Distilled model output:
* We don’t live in Australia. We are just visiting.Here the base model fixed some of the issues but messed up the punctuation.
Example 2:
Corrupted input:
* Je ai été surprise.
Base model output:
* I was surprised.
Distilled model output:
* J’ai été surprise.Here the base model fixed the sentence but created an output in English instead of in the original french while the distilled model fixed it in French.
We can also compute the fraction of cases where the output of the model matches exactly with expected output. This metric is flawed as there can be multiple ways a sentence can be fixed (“It is very hard to get rid of bad habit.” can be corrected as “It is very hard to get rid of bad habits.” or “It is very hard to get rid of a bad habit.”) but it can serve as a good proxy of the quality of generation. We get the following scores:
LLama 2–70B: 42%
Base Tiny-LLama: 11%
Distilled Tiny-LLama: 31%
While we are still far from the performance of the teacher model, we were able to significantly improve the performance of the student model from 11% to 31%. The gap from 31% to 42% can be bridged by either using a larger distillation dataset or a bigger student model.
Conclusion:
By distilling knowledge from a high-capacity teacher model, such as the LLama 2–70B, to a more compact student model like Tiny-LLama, we navigate the trade-offs between computational efficiency and task-specific accuracy. This process involves crafting prompts, acquiring unlabeled in-domain data, and fine-tuning the student model using pseudo-labels generated by the teacher model. This approach mitigates the computational and deployment expenses associated with larger LLMs.

GIVEN RECORDS

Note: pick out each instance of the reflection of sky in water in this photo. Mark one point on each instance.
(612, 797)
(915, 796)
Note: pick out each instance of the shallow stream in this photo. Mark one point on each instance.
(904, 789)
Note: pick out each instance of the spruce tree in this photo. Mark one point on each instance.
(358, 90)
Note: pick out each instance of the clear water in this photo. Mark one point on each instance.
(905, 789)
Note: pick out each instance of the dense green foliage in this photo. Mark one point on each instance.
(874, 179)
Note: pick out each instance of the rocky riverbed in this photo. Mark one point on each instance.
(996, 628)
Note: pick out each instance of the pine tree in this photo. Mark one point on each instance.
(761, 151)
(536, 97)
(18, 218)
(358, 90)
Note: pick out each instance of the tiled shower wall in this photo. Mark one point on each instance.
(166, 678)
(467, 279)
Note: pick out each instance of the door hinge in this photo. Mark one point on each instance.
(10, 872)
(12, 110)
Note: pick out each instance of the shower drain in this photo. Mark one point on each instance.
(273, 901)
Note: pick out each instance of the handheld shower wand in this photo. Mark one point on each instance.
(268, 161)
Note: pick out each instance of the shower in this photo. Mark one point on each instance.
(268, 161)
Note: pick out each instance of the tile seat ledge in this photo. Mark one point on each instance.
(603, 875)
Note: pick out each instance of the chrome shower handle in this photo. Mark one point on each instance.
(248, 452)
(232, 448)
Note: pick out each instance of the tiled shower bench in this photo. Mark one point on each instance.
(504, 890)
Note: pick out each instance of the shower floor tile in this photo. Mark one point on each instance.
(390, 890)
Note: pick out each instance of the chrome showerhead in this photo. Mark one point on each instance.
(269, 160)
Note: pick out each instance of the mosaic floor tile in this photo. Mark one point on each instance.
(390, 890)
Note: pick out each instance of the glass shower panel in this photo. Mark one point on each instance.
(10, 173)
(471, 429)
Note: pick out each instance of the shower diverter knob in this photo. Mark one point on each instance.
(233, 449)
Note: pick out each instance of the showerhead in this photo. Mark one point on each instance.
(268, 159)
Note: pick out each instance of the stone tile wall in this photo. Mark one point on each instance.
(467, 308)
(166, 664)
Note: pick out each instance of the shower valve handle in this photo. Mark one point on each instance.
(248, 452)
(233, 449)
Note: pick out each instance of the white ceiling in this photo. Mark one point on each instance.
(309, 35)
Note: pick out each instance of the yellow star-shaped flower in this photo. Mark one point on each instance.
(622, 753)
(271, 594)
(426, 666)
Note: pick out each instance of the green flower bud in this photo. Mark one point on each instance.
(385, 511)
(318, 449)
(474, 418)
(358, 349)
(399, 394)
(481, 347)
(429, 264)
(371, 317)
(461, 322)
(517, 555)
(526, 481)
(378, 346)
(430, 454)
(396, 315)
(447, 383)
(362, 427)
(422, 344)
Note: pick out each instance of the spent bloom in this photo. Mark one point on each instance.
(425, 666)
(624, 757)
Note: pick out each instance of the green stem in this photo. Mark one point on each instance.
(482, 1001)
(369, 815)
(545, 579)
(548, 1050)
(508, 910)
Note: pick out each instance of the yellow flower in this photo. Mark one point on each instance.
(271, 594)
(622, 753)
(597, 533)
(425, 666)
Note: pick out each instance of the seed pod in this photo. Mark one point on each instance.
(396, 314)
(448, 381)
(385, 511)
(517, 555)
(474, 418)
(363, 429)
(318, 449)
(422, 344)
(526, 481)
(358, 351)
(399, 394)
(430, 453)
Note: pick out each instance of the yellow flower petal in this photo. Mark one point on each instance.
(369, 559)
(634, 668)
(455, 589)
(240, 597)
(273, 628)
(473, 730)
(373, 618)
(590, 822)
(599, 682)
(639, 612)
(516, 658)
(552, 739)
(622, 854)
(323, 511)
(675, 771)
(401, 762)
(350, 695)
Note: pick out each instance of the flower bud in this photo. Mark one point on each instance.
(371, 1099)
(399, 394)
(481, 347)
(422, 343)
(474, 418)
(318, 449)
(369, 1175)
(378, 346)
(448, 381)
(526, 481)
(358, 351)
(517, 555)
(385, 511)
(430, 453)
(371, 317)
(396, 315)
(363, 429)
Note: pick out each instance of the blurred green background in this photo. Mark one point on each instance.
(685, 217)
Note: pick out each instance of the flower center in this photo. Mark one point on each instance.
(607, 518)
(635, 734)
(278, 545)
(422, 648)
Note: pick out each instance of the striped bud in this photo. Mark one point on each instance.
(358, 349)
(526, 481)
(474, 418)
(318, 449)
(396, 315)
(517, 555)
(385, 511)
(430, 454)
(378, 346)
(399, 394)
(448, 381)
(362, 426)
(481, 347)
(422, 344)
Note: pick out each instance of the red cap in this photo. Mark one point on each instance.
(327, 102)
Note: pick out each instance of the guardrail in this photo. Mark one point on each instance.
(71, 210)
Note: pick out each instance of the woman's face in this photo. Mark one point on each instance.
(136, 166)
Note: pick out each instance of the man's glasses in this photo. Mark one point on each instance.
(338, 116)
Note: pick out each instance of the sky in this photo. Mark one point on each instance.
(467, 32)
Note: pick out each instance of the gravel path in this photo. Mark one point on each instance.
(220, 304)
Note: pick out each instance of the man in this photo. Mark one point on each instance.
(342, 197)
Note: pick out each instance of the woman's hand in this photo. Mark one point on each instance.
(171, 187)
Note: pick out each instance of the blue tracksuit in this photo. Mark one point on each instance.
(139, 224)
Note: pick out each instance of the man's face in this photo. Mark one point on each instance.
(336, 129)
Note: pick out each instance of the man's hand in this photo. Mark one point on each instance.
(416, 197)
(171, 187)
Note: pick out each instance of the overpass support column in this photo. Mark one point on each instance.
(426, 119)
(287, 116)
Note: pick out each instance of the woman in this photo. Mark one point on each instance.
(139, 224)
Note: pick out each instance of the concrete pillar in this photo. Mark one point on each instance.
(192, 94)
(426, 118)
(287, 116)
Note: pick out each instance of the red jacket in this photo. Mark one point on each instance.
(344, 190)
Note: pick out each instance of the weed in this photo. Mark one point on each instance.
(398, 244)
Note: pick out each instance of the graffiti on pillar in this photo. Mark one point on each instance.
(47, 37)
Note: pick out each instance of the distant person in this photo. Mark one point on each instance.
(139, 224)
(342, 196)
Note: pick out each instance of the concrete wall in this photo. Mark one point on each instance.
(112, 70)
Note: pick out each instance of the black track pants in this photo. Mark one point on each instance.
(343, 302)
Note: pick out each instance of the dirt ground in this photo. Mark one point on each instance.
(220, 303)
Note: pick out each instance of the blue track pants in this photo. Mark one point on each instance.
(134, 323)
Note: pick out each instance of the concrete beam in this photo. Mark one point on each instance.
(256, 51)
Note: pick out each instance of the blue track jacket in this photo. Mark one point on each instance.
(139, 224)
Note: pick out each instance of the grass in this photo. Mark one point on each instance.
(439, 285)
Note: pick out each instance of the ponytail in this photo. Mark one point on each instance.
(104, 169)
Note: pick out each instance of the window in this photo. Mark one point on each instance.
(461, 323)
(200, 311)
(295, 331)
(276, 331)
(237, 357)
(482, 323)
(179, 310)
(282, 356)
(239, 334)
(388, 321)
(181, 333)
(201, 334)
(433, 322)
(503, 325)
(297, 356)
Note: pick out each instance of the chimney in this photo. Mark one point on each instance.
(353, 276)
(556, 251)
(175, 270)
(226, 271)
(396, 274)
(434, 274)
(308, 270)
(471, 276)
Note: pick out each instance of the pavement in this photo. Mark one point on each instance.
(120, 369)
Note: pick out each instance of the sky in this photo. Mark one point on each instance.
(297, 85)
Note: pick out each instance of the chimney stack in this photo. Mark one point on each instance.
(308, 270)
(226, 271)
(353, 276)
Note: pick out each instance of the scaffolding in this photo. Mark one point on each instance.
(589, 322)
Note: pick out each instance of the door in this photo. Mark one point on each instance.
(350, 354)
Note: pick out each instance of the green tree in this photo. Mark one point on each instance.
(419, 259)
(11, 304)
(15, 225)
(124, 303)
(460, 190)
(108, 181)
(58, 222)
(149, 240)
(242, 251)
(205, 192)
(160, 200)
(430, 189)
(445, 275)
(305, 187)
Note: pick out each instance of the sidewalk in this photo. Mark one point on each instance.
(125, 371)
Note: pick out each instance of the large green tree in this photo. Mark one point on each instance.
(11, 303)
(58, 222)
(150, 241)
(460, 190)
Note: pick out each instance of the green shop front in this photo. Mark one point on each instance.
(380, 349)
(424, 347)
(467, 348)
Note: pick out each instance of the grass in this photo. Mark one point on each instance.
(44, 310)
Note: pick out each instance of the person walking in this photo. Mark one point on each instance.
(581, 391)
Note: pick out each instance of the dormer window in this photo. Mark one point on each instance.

PROBLEM STATEMENT
List each model whose exact-match score is given in the text on model distillation above, along with its score.

SOLVED EXERCISE
LLama 2–70B: 42%
Base Tiny-LLama: 11%
Distilled Tiny-LLama: 31%